▶ **Testo fornito**
--------------------------------

Credo di essermi dilungato anche tanto per essere questo un post su un blog ma vorrei concludere dicendo una cosa: il programma del movimento, sia nei suoi punti da me condivisi che in quelli sui quali non sono d’accordo, mi sembra più adatto a programmi locali, cioè ad amministrazioni locali, e non al Governo di un Paese, ad un programma per una legislatura parlamentare.
L’osservatore più attento avrà infatti notato che mancano all’appello due punti essenziali della sovranità nazionale: la politica estera e la politica di difesa.
Sono due aspetti che stanno sopra tutti gli altri sopra menzionati perché forniscono il prestigio internazionale di uno Stato sovrano.
Ad esempio qual è la posizione del Movimento sulla riorganizzazione del Consiglio di Sicurezza delle Nazioni Unite? O sull’Unione Europea? Sulla Commissione Europea? Sull’Alleanza Atlantica? Sul programma nucleare iraniano?

--------------------------------

▶ **Problemi e compiti**
#1 Secondo il testo sul programma del movimento, quali due punti della sovranità nazionale mancano?
#2 Riassumi in due frasi il testo sul programma del movimento.
#3 Riprendi il testo sul programma del movimento e continualo dopo l'ultima frase.

--------------------------------

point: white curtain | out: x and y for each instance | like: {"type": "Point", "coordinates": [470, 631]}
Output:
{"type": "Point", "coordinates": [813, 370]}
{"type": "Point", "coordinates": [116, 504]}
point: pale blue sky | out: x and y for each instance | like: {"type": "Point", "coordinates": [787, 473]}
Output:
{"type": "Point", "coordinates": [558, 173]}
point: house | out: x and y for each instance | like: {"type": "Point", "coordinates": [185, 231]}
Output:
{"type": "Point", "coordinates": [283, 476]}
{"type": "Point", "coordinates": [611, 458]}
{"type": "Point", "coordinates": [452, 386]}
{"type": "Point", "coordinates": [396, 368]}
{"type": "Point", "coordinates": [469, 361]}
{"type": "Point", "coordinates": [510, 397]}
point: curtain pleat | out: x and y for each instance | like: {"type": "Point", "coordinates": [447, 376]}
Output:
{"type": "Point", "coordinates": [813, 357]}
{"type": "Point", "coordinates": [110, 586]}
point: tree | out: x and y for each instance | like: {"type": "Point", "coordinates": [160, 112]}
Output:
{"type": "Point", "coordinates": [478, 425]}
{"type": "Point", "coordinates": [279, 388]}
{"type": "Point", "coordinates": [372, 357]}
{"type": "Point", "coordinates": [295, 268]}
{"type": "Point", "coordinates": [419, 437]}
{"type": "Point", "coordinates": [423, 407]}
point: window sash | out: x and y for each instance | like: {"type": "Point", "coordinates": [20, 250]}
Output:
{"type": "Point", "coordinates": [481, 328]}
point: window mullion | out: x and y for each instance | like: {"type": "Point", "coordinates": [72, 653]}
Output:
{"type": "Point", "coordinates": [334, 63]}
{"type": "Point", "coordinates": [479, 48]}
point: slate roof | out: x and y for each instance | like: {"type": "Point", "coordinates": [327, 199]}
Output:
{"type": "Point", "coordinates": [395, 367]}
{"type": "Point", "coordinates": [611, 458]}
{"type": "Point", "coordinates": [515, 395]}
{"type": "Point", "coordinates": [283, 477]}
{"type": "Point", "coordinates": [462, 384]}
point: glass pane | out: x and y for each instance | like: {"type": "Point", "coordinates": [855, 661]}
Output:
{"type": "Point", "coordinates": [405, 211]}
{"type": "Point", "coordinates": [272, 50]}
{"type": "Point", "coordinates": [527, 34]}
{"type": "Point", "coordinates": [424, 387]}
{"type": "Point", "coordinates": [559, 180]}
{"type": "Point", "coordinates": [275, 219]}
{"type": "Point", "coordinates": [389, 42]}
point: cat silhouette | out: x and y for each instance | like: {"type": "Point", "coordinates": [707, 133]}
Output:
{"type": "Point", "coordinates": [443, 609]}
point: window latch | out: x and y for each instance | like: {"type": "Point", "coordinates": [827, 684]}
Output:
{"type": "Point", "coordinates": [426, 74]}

--------------------------------

▶ **Risposte ai compiti**
#1 La politica estera e la politica di difesa.

#2 Secondo l'autore, il programma del movimento, sia nei punti che condivide sia in quelli su cui non è d'accordo, è più adatto alle amministrazioni locali che al governo di un Paese. Nel programma mancano infatti la politica estera e la politica di difesa, due aspetti che danno a uno Stato sovrano il suo prestigio internazionale.

#3
Chi ispirerebbe la politica estera del movimento? Il suocero iraniano di Beppe Grillo che gli ha spiegato tutto sull’Iran (ipse dixit!)? E nel caso di attacco ad Israele: cosa propone il Movimento?
Come intenderebbe gestire i rapporti con la Russia di Putin e la Bielorussia di Lukashenko, grandi possessori di gas e quindi di energia per noi poveri gas-dipendenti?
Che tipo di relazioni propongono di avere con le potenzi emergenti, Cina, India, Brasile e Sud Africa?
E se immagino siano contrari a politiche di spesa militare qual è il ruolo che immaginano per l’Italia nelle aree critiche del pianeta, dal Medio Oriente all’Africa sub-sahariana, al Magreb?
Che mezzi fornire ai nostri militari, sempre che il Movimento continui a pensare sia necessario avere delle Forze Armate (si potrebbe fare come il Costa Rica che non possiede eserciti e mantiene una neutralità di tipo svizzero), quando questi soldati sono impegnati in missioni di pace sotto l’egida delle Nazioni Unite? Che tipo di regole d’ingaggio possono ricevere?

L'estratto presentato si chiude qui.